-- BRIEF 1 --
Return the part of the passage on the Chief Digital Officer role that starts with "It turns out" and goes on through "wants to go.", copied word for word.

At the Argyle Leadership in Digital Marketing Forum in New York a few weeks back I delivered a keynote on the rise of the Chief Digital Officer. Turns out that half the attendees were already performing the CDO role, while the other half was considering it.

The challenges of the new digital age make the role of a CDO a no-brainer. After all, who else will ensure that the company’s key strategies are supported by emerging technologies and new organizational competencies?

I should have put that last part in quotes, since it’s an actual job description for a financial service firm’s Chief Digital Officer.

To answer my own question: Plenty of people! Chief Marketing Officers, Chief Information Officers, Chief Technology Officers, Chief Data Officers, Chief Strategy Officers, and newly-anointed Chief Marketing Technology Officers all assume they’ll be rolling out digital capabilities in their workaday roles.

In the meantime, newly-minted CDOs have their own challenges. They’re caught between competing visions of CMOs and CIOs. They’re expected to leverage the technology expertise of an often-marginalized IT department. Ownership of digitally-adjacent solutions like big data, analytics, and mobile, is vague. High touch legacy cultures may even sabotage digital efforts.

It turns out that many companies hire the CDO before completely defining the role. In my experience the Chief Digital Officer needs to excel at six key functions in order to be truly effective:

  1. Map digital capabilities to strategic priorities. Digital won’t get the visibility or support it needs if it’s not helping the company get where it wants to go.

-- BRIEF 2 --
Retype the entries from the line containing "Accessibility service: describe the location of cylinder" through the line containing "44,104 -> 60,132", keeping every character unchanged.

-- DATA EXTRACT --
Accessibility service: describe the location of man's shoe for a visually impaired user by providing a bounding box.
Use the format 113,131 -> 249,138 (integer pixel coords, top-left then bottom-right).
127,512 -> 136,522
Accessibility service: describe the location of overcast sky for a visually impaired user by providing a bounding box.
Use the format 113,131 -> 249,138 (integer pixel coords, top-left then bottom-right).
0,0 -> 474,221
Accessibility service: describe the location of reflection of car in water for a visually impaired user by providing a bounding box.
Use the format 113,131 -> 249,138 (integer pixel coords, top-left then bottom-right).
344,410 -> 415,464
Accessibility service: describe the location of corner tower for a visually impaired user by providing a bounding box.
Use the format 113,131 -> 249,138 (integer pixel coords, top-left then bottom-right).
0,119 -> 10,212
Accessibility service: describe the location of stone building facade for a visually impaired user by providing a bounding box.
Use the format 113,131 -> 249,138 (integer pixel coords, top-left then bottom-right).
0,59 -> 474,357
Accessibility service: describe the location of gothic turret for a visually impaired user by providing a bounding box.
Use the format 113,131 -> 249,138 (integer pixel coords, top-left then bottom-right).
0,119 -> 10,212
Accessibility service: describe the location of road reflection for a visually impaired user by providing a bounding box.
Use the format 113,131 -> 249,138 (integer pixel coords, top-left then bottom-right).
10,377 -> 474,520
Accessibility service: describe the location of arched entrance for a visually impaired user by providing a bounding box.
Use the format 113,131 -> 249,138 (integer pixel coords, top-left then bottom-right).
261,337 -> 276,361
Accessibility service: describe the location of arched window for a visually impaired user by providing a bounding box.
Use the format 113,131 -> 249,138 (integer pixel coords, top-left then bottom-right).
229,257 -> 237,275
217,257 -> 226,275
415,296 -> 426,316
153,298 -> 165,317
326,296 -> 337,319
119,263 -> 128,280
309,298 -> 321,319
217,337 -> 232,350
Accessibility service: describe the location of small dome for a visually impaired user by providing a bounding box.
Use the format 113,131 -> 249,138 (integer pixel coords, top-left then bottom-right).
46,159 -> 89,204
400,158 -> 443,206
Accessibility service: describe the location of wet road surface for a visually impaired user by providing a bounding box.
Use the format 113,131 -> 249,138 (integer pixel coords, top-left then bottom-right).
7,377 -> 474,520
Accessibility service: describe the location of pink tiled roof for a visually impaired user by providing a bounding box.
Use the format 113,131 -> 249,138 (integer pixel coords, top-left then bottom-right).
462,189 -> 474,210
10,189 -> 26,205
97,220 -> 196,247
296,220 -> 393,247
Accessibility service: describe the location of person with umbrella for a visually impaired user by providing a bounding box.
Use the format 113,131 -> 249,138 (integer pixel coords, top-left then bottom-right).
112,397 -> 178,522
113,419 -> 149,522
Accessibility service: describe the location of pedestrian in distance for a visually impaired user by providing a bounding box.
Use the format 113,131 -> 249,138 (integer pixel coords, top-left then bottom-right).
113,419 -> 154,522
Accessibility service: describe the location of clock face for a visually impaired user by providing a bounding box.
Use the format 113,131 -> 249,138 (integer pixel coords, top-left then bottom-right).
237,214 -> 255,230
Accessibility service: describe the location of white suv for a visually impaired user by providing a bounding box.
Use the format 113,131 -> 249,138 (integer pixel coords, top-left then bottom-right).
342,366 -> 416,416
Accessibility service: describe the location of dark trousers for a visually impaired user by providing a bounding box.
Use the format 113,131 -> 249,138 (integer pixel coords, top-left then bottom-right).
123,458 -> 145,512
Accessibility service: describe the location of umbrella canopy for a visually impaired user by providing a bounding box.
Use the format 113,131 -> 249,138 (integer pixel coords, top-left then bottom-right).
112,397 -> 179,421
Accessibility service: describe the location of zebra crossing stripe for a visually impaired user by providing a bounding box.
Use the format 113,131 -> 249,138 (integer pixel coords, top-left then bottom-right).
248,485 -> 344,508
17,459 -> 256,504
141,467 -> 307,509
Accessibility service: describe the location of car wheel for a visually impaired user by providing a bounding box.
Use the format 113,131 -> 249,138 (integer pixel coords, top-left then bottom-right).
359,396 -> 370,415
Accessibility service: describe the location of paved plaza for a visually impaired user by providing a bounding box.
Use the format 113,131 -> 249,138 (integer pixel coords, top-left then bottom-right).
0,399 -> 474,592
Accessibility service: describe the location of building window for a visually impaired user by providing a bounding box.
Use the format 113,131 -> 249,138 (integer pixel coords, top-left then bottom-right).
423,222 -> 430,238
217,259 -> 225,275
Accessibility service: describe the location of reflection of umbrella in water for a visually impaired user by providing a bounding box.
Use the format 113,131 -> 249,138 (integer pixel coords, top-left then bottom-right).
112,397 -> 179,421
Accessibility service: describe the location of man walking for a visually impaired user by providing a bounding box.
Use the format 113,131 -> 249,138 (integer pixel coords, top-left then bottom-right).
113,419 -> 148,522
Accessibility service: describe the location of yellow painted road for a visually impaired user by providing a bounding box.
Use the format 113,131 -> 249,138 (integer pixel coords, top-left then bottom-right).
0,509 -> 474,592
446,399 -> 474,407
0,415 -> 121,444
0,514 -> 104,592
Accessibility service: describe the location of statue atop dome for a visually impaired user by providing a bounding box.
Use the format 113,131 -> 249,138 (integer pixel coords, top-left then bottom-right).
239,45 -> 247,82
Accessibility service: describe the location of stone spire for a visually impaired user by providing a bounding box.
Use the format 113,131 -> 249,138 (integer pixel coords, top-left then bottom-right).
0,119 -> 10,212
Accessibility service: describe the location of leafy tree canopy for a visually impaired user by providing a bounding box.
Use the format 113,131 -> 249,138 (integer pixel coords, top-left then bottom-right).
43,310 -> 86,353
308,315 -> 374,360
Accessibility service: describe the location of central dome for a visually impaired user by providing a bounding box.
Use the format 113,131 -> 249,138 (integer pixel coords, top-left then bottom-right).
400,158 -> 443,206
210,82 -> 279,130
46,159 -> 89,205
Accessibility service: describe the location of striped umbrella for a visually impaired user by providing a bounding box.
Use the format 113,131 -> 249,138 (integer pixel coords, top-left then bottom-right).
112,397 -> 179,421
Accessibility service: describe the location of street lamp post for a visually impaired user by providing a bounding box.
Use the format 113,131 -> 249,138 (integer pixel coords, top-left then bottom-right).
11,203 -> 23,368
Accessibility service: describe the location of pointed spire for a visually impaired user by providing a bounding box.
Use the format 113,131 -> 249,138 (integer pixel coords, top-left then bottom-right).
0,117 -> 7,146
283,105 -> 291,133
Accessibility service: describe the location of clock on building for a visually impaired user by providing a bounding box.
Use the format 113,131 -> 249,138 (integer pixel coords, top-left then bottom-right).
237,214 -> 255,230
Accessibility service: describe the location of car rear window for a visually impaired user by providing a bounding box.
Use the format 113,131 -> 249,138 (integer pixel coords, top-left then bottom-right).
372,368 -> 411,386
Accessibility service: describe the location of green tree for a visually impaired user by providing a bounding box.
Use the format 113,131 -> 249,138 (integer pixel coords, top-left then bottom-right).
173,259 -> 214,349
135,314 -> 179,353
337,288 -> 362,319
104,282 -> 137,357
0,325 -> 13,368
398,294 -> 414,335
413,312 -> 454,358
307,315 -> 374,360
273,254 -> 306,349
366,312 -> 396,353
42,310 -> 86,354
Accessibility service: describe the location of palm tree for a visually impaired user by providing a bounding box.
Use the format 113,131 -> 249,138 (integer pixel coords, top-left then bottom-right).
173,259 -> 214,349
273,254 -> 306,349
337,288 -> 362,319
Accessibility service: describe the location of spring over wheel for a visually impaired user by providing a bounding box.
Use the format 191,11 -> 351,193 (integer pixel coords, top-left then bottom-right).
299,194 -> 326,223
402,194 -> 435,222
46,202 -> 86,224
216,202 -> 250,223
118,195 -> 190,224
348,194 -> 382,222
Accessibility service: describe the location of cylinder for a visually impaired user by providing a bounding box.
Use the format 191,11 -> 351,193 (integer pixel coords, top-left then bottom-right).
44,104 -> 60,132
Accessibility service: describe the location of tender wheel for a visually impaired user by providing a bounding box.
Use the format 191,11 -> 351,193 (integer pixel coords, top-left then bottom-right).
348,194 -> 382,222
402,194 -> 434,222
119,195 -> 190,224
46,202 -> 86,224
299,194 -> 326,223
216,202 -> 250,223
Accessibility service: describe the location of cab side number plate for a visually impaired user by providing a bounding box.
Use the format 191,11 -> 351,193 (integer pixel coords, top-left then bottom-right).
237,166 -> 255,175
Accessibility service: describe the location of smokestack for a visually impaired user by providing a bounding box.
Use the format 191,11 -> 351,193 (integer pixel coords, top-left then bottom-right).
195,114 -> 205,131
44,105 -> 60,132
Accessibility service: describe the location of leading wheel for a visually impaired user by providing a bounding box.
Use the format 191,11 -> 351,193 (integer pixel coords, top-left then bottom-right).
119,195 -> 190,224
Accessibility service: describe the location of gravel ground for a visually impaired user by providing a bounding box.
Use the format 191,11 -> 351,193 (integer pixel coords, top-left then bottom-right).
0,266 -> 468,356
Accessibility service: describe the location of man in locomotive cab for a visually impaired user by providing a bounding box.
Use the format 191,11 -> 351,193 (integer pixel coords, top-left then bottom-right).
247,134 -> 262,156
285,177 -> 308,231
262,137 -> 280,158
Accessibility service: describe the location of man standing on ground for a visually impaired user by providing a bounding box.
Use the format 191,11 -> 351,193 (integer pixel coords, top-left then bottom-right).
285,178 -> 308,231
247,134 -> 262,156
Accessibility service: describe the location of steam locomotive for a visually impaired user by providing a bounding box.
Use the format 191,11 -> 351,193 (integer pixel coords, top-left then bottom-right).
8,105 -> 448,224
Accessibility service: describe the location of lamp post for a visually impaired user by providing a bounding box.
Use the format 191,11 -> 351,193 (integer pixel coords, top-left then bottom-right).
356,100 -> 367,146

-- TASK RESULT 1 --
It turns out that many companies hire the CDO before completely defining the role. In my experience the Chief Digital Officer needs to excel at six key functions in order to be truly effective:

  1. Map digital capabilities to strategic priorities. Digital won’t get the visibility or support it needs if it’s not helping the company get where it wants to go.

-- TASK RESULT 2 --
Accessibility service: describe the location of cylinder for a visually impaired user by providing a bounding box.
Use the format 191,11 -> 351,193 (integer pixel coords, top-left then bottom-right).
44,104 -> 60,132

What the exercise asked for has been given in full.